● EXERCISE OBJECTIVE:
Every line from the line containing "TARGET = green shrub" through the final line below is to be repeated exactly; no other line is.

● PROVIDED DATA:
^^^^

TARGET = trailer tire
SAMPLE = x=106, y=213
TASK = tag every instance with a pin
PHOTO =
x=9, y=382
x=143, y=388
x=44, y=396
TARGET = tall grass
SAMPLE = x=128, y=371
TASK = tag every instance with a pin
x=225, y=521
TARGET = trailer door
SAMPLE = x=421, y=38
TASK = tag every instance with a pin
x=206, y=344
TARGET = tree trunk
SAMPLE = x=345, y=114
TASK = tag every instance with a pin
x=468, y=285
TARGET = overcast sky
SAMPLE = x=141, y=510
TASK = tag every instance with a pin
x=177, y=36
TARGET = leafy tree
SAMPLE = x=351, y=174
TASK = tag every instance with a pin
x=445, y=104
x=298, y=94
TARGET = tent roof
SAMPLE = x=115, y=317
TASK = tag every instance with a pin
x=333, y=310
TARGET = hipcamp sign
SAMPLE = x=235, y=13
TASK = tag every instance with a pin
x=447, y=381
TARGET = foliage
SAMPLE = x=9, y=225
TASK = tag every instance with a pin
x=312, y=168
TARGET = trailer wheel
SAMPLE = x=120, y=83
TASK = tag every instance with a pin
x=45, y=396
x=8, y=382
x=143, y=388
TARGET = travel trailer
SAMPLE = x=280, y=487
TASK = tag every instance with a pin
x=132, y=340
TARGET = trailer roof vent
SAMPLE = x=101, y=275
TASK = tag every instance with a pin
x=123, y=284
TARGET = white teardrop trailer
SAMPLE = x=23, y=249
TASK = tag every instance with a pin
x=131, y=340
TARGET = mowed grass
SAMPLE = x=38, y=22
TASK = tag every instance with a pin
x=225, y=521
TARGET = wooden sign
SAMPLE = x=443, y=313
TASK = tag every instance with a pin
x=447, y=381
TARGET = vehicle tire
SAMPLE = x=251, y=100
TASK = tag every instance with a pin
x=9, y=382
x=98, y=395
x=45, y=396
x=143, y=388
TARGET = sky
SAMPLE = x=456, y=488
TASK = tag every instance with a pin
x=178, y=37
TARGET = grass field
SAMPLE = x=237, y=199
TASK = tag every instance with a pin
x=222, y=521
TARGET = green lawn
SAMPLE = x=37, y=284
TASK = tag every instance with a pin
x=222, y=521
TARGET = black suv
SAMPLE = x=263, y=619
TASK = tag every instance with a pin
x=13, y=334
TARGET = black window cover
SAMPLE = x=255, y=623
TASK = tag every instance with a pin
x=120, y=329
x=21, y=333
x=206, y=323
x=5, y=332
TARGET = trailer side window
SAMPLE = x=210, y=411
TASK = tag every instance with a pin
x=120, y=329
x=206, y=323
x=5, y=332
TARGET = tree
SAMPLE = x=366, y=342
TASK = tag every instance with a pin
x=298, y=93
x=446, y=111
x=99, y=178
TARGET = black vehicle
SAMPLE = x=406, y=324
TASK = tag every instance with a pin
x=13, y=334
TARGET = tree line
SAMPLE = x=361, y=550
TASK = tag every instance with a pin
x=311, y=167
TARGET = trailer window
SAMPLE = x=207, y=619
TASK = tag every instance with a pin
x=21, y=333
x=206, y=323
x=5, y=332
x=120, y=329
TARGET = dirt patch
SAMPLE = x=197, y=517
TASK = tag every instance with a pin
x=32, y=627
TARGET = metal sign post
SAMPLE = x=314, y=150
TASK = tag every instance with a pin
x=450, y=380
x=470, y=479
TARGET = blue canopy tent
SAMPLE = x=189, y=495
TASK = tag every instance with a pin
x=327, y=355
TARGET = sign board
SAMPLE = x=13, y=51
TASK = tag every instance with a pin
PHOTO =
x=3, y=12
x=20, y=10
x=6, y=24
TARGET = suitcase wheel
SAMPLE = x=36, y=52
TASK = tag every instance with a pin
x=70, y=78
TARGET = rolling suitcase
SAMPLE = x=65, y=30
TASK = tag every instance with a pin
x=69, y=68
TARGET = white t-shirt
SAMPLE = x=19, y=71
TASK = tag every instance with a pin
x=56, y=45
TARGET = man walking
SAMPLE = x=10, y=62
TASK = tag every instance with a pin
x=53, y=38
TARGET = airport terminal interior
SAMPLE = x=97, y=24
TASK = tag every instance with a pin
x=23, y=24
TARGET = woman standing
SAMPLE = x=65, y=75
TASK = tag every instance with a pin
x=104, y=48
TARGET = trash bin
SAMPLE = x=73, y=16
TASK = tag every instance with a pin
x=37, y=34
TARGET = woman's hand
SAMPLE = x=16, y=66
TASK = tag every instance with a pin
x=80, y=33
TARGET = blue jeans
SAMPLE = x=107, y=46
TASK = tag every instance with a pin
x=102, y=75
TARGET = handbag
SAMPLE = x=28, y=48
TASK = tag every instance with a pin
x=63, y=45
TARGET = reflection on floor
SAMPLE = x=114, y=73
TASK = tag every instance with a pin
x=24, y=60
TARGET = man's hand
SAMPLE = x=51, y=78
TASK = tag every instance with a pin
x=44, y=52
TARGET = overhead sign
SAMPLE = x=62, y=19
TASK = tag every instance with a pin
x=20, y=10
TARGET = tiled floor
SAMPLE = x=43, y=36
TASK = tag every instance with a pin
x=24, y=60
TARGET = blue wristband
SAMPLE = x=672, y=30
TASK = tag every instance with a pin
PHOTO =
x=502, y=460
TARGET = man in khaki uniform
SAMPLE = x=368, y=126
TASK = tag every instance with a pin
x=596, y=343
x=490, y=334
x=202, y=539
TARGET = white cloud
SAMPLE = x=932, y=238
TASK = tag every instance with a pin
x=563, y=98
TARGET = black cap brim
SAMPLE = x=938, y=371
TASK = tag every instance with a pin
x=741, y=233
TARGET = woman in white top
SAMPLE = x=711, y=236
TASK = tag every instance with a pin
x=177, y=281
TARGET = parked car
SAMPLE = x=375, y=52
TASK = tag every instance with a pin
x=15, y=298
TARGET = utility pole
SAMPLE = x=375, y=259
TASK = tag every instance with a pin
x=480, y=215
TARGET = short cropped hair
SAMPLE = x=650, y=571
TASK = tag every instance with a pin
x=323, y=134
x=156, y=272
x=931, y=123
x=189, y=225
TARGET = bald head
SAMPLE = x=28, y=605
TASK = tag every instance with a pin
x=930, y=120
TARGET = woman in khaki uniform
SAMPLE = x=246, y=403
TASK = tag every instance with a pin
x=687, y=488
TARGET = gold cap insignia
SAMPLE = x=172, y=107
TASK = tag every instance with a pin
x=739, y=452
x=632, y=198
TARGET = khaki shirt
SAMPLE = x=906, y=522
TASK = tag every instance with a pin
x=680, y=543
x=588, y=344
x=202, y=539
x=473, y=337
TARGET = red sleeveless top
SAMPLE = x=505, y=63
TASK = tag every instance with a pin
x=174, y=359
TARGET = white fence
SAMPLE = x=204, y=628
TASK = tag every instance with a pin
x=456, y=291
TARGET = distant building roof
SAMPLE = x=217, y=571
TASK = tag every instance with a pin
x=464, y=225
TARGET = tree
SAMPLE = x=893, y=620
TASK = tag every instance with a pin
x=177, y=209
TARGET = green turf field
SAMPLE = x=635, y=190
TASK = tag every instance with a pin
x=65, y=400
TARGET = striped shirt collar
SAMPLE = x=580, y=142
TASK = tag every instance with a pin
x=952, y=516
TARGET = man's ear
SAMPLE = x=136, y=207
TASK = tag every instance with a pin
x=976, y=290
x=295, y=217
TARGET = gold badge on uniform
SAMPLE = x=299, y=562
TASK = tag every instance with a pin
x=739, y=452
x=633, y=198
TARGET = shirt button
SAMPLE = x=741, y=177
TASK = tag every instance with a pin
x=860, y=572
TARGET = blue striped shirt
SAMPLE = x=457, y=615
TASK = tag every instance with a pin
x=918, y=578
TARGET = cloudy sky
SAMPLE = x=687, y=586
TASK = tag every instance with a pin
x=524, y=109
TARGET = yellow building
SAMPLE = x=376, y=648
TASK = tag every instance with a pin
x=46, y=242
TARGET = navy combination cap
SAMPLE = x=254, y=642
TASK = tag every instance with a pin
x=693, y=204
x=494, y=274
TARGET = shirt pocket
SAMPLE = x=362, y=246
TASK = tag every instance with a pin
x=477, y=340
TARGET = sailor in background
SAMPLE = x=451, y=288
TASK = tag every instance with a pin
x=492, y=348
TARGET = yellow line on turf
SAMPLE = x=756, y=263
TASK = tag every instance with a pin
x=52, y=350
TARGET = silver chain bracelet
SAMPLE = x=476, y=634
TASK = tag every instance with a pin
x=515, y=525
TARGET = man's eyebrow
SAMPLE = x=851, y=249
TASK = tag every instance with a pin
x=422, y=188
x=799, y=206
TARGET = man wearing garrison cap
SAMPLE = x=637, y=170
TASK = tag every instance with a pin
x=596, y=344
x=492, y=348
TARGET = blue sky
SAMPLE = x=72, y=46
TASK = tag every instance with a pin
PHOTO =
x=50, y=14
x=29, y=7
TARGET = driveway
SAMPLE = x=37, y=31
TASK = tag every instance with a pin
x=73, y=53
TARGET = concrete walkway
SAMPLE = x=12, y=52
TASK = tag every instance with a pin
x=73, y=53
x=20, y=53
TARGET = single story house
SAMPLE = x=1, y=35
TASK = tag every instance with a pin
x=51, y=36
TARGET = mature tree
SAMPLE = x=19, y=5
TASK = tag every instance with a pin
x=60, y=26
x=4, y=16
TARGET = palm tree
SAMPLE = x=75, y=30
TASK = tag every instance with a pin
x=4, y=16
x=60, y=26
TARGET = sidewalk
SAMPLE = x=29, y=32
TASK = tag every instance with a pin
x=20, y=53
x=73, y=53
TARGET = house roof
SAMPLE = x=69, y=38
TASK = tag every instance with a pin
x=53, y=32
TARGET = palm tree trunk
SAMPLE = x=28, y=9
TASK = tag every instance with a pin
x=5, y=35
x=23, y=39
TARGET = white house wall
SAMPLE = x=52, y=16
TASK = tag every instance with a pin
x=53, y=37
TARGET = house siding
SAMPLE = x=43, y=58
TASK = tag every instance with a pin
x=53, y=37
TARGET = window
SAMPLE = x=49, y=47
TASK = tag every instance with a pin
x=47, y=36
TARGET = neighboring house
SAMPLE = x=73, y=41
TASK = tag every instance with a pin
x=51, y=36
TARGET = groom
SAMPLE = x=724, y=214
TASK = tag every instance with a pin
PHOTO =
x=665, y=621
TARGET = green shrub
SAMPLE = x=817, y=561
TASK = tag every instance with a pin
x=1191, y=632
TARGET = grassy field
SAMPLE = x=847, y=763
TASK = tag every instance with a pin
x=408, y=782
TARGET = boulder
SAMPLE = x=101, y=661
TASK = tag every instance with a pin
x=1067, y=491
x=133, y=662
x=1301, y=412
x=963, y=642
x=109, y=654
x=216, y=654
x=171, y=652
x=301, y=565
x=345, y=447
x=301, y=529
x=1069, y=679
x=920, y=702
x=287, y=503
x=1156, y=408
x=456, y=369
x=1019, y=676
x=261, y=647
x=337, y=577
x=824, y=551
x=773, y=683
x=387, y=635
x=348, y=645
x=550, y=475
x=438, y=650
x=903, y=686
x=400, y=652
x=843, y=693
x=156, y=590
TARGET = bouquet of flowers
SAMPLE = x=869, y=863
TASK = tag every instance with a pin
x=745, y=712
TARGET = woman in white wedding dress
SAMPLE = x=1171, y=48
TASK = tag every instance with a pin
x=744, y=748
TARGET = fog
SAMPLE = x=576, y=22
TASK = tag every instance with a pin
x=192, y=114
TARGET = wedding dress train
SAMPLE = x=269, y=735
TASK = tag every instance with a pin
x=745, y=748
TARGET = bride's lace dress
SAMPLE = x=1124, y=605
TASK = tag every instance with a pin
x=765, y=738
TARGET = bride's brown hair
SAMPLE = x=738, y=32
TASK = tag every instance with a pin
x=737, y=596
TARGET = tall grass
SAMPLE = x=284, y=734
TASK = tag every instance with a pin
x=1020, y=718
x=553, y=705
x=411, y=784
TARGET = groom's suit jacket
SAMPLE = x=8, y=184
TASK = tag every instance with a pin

^^^^

● PROBLEM SOLUTION:
TARGET = green shrub
SAMPLE = x=817, y=561
TASK = tag every instance with a pin
x=1191, y=632
TARGET = grassy field
SAMPLE = x=847, y=763
TASK = tag every instance with a pin
x=408, y=782
TARGET = boulder
SAMPLE = x=101, y=661
TASK = tag every instance with a pin
x=1067, y=491
x=133, y=662
x=1301, y=412
x=963, y=642
x=109, y=654
x=216, y=654
x=171, y=652
x=301, y=565
x=345, y=447
x=301, y=529
x=1069, y=679
x=920, y=702
x=287, y=503
x=1156, y=408
x=456, y=369
x=1019, y=676
x=261, y=647
x=337, y=577
x=824, y=551
x=773, y=683
x=387, y=635
x=348, y=645
x=550, y=475
x=438, y=650
x=903, y=686
x=400, y=652
x=843, y=693
x=156, y=590
TARGET = bouquet of flowers
SAMPLE = x=869, y=863
TASK = tag every instance with a pin
x=745, y=712
TARGET = woman in white wedding dress
SAMPLE = x=1171, y=48
TASK = tag every instance with a pin
x=744, y=748
TARGET = fog
SAMPLE = x=576, y=22
TASK = tag every instance with a pin
x=192, y=114
TARGET = wedding dress train
SAMPLE = x=269, y=735
TASK = tag every instance with a pin
x=745, y=748
TARGET = bride's lace dress
SAMPLE = x=1124, y=605
TASK = tag every instance with a pin
x=765, y=738
TARGET = bride's brown hair
SAMPLE = x=738, y=32
TASK = tag every instance with a pin
x=737, y=596
TARGET = tall grass
SAMPLE = x=284, y=734
TASK = tag every instance with a pin
x=1020, y=718
x=553, y=705
x=411, y=784
TARGET = groom's suit jacket
SAMPLE = x=8, y=184
TASK = tag every instance with a pin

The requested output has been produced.